Input data:
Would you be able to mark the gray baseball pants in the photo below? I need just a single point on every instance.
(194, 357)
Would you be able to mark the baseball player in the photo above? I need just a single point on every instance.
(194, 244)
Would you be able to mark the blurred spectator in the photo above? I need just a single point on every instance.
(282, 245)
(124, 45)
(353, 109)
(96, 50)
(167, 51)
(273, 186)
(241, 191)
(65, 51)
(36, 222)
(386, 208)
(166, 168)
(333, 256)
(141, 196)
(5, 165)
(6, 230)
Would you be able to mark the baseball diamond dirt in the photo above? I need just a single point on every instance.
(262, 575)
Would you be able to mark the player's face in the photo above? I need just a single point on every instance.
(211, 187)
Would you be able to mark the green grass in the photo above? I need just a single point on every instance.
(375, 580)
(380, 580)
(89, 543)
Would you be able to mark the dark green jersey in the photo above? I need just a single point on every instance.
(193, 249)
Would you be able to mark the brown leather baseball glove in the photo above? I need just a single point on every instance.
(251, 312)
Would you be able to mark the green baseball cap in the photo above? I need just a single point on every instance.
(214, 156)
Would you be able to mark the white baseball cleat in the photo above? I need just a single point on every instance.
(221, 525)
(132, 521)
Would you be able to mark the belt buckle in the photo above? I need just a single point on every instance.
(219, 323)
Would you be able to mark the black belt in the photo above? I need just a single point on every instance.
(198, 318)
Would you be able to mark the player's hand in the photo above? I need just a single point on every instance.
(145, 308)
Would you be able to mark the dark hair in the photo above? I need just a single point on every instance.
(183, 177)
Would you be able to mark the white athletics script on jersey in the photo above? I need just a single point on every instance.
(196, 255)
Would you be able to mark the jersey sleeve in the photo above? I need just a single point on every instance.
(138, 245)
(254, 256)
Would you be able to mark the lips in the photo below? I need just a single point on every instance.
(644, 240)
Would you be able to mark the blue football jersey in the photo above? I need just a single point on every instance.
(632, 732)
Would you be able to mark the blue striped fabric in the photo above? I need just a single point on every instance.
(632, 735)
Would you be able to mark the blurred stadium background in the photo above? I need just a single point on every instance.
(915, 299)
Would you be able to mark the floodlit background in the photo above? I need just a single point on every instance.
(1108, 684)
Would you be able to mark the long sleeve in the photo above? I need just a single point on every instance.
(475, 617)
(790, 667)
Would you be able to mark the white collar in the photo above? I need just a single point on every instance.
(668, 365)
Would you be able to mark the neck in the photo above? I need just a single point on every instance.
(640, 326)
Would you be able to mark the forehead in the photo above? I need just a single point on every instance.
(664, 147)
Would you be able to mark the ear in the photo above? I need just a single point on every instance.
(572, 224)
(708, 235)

Problem description:
Which lines run from the one containing "Would you be able to mark the player's hand" to the end of the entries above? Quote exactly those, and only those.

Exercise response:
Would you be able to mark the player's hand in the photo above? I need just a single point on every instance.
(145, 308)
Would you be able to mark the dark hair in the photo above? I need just a single point on every instance.
(183, 177)
Would you be able to mark the white athletics script on jersey in the photo above? I need just a single point on every instance.
(196, 255)
Would you be able to mark the jersey sleeve in the photo above? I need just a single point on every instance.
(138, 245)
(254, 256)
Would you be able to mark the lips in the photo below? I need just a single point on every instance.
(644, 240)
Would you be able to mark the blue football jersey in the photo above? I need just a single point on every instance.
(632, 732)
Would you be able to mark the blue striped fabric in the photo above? I need just a single point on every instance.
(632, 735)
Would you be able to mark the blurred stadium background in the photo above? I need just a single point on every instance.
(915, 299)
Would you be able to mark the floodlit background in the photo above? I need just a single point on every instance.
(1108, 684)
Would you be able to mark the long sleeve in the photo above? I need just a single point on every instance.
(475, 617)
(790, 667)
Would you be able to mark the white collar in the photo above? I need just a single point on every instance.
(668, 365)
Would you be able to mark the neck in the photo above? I need just a single point on every instance.
(640, 326)
Would you be able to mark the forehead in the photo above? I need just a single point on every instance.
(664, 147)
Would you be able to mark the ear in the photo above? I need just a single point on every instance.
(572, 224)
(708, 235)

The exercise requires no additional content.